Required task | Write out every line of the data below word for word, in the same order.

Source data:
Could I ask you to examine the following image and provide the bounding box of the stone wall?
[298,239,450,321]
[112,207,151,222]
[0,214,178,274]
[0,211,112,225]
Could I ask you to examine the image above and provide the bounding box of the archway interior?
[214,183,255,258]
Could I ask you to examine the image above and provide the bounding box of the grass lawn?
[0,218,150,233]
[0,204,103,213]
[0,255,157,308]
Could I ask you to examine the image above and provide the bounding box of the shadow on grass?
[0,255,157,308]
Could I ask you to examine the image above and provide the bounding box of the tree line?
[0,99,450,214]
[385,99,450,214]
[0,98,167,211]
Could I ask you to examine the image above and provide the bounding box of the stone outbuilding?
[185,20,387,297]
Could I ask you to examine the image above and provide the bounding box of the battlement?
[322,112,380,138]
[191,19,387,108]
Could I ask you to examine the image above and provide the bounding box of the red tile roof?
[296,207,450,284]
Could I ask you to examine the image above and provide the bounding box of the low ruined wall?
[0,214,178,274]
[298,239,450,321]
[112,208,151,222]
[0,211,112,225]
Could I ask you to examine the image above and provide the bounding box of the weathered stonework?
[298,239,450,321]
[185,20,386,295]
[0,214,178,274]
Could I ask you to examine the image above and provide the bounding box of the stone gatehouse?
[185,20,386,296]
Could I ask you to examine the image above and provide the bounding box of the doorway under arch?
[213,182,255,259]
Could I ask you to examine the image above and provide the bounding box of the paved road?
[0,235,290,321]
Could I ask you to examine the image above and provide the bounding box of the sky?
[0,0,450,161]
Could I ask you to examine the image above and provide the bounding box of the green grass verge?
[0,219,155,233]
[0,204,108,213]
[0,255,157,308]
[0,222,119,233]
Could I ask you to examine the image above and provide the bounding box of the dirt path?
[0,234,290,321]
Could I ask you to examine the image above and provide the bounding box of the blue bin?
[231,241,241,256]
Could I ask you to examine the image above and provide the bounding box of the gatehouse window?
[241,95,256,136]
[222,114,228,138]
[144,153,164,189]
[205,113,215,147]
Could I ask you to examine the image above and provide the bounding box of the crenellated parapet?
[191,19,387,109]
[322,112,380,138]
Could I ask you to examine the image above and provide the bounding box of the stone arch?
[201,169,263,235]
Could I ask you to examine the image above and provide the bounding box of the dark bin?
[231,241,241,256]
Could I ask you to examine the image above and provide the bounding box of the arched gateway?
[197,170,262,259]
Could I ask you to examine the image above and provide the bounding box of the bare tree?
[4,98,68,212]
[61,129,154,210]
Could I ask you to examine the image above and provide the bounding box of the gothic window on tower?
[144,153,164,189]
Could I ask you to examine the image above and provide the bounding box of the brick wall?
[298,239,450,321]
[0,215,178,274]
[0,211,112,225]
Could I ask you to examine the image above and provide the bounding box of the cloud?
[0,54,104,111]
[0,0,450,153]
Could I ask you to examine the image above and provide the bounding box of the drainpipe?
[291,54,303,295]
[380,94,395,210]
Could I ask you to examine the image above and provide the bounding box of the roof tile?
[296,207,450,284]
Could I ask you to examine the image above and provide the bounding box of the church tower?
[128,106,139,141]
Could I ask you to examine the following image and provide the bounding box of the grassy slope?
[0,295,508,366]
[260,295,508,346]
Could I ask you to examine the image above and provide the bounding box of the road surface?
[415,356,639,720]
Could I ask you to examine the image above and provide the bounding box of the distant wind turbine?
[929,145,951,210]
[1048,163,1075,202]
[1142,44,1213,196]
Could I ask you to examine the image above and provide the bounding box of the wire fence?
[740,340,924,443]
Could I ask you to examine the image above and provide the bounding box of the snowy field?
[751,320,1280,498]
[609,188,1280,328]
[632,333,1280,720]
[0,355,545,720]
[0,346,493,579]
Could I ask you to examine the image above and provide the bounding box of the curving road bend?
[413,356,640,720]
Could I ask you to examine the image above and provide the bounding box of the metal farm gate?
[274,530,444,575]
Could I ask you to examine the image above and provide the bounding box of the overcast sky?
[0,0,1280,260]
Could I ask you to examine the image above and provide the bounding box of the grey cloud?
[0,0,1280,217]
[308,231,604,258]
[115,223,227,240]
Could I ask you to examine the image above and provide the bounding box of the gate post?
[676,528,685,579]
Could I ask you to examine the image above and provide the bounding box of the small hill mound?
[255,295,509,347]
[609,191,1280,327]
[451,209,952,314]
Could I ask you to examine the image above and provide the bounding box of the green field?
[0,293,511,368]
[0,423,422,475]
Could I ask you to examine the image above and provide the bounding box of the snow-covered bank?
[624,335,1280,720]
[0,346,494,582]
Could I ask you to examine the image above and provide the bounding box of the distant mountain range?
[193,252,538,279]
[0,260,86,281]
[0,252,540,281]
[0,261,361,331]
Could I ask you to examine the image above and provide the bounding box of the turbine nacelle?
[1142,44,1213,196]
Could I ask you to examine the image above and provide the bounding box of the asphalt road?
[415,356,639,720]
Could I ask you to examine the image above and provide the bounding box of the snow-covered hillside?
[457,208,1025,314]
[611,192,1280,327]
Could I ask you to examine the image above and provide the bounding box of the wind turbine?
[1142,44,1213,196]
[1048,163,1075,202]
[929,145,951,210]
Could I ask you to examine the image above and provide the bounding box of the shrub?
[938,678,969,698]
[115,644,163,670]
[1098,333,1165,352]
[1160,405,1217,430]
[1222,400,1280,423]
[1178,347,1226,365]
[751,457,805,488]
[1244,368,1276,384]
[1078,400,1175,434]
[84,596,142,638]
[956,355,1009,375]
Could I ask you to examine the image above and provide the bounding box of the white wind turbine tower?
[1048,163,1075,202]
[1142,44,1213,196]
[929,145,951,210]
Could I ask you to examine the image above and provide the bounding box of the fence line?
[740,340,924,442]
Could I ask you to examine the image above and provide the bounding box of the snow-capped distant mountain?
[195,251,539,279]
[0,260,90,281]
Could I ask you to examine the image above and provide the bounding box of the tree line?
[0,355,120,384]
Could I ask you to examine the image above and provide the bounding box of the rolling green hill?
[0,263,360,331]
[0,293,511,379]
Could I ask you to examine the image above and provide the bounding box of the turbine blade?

Answer to the task |
Could I ask you to examine the following image and provide the bounding box of the stone wall?
[298,239,450,321]
[112,207,151,222]
[0,214,178,274]
[0,211,112,225]
Could I ask you to examine the image above and provide the bounding box of the archway interior?
[214,183,255,258]
Could I ask you to examine the image above and provide the bounding box of the grass lawn?
[0,218,150,233]
[0,204,103,213]
[0,255,157,308]
Could I ask you to examine the image above and provide the bounding box of the shadow on grass?
[0,255,157,308]
Could I ask you to examine the image above and provide the bounding box of the tree line?
[0,99,450,214]
[385,99,450,214]
[0,98,167,211]
Could I ask you to examine the image above and provide the bounding box of the stone outbuilding?
[185,20,387,297]
Could I ask you to examine the image above and provide the bounding box of the battlement?
[322,112,380,138]
[191,19,387,108]
Could I ask you to examine the image above and provide the bounding box of the red tile roof?
[296,207,450,284]
Could I ask you to examine the image above and provide the bounding box of the low ruined wall?
[0,214,178,274]
[298,239,450,321]
[112,208,151,222]
[0,211,112,225]
Could I ask you to examine the image above and provide the bounding box of the weathered stonework?
[298,239,450,321]
[185,20,386,295]
[0,214,178,274]
Could I ask you to examine the image above and provide the bounding box of the stone gatehouse?
[185,20,386,296]
Could I ask you to examine the image above and provide the bounding box of the doorway under arch?
[213,182,255,259]
Could I ask you to examine the image above and provide the bounding box of the paved road?
[0,235,290,321]
Could I ask you to examine the image above and provide the bounding box of the sky?
[0,0,450,161]
Could I ask you to examine the image above and provide the bounding box of the green grass verge?
[0,219,155,233]
[0,204,108,213]
[0,255,157,308]
[0,222,119,233]
Could I ask you to examine the image above and provide the bounding box of the dirt path?
[0,234,290,321]
Could I ask you to examine the image above and provide the bounding box of the blue bin?
[231,241,241,256]
Could I ask you to examine the image above and provide the bounding box of the gatehouse window?
[241,95,256,136]
[222,114,228,138]
[144,153,164,189]
[205,113,215,147]
Could I ask you to examine the image above and provide the bounding box of the crenellated parapet?
[191,19,387,109]
[322,112,380,138]
Could I ask you to examine the image above and provide the bounding box of the stone arch?
[201,169,263,235]
Could I ask you to examine the image above and provide the bounding box of the dark bin?
[231,241,241,256]
Could I ask you to examine the image above and provide the bounding box of the arched gateway?
[197,170,262,259]
Could I ask you to examine the image above and provide the bounding box of the bare tree?
[4,98,68,212]
[61,129,154,210]
Could I ask you to examine the image above and provide the bounding box of the gothic window on tower?
[144,153,164,189]
Could I ask you to examine the image above and provide the bounding box of the brick wall?
[298,239,450,321]
[0,215,178,274]
[0,211,112,225]
Could I ask you to examine the image above and provide the bounding box of the cloud?
[0,54,104,111]
[0,0,450,153]
Could I ask you to examine the image above and provide the bounding box of the drainpipe?
[291,54,303,295]
[380,94,395,210]
Could I ask you to examine the image above and provide the bounding box of the roof tile?
[296,207,450,284]
Could I ask you to examine the image above and provide the bounding box of the church tower?
[128,106,139,141]
Could I ask you to examine the following image and provide the bounding box of the grassy slope?
[0,295,508,366]
[260,295,508,346]
Could I ask you to examine the image above and provide the bounding box of the road surface?
[415,356,639,720]
Could I ask you to examine the image above and provide the bounding box of the distant wind turbine?
[929,145,951,210]
[1048,163,1075,202]
[1142,44,1213,196]
Could I ask you to examine the image above and provide the bounding box of the wire fence?
[740,340,924,443]
Could I ask you to examine the image above and provide the bounding box of the snowy field?
[751,320,1280,498]
[609,188,1280,328]
[632,333,1280,720]
[0,355,545,720]
[0,346,493,579]
Could I ask you to examine the image above and provide the bounding box of the curving road bend?
[413,356,640,720]
Could I ask you to examine the image above and provide the bounding box of the metal farm gate?
[274,530,444,575]
Could I ask you to examine the image above and provide the bounding box of the overcast sky?
[0,0,1280,260]
Could I ask you to examine the image above and provide the bounding box of the grey cloud?
[0,0,1280,217]
[308,231,604,258]
[115,223,227,240]
Could I ask you to examine the image above and provide the bounding box of the gate post?
[676,528,685,579]
Could I ask you to examine the image above and provide the bounding box of the small hill mound?
[255,295,509,347]
[609,191,1280,327]
[451,209,952,314]
Could I ask you to examine the image above and provide the bounding box of the green field?
[0,293,511,368]
[0,423,422,475]
Could I ask you to examine the image above and provide the bounding box of the snow-covered bank?
[624,335,1280,720]
[0,346,494,582]
Could I ask you to examine the image above and provide the bounding box of the distant mountain range?
[193,252,538,279]
[0,260,86,281]
[0,252,540,281]
[0,261,361,331]
Could I ask you to examine the image above and provide the bounding box of the turbine nacelle?
[1142,44,1213,196]
Could I ask you to examine the image above and provide the bounding box of the asphalt road?
[415,356,639,720]
Could I ask you to examine the image above and provide the bounding box of the snow-covered hillside?
[457,208,1025,314]
[611,192,1280,327]
Could I ask you to examine the image above and provide the bounding box of the wind turbine?
[1142,44,1213,196]
[1048,163,1075,202]
[929,145,951,210]
Could I ask you to examine the image above and provide the bounding box of the shrub?
[938,678,969,698]
[115,644,163,670]
[1098,333,1165,352]
[1160,405,1217,430]
[1222,400,1280,423]
[1178,347,1226,365]
[751,457,805,488]
[1244,368,1276,384]
[1078,400,1175,434]
[84,596,142,638]
[956,355,1009,375]
Could I ask you to examine the image above and provide the bounding box of the white wind turbine tower?
[1048,163,1075,202]
[1142,44,1213,196]
[929,145,951,210]
Could I ask you to examine the image above and provide the bounding box of the fence line?
[740,340,924,442]
Could I ask you to examine the image above and provide the bounding box of the snow-capped distant mountain?
[195,251,539,279]
[0,260,90,281]
Could I ask you to examine the image above and provide the bounding box of the tree line?
[0,355,120,384]
Could I ask you to examine the image above and provide the bounding box of the rolling green hill?
[0,263,360,331]
[0,293,511,379]
Could I ask you to examine the image above and provide the bounding box of the turbine blade?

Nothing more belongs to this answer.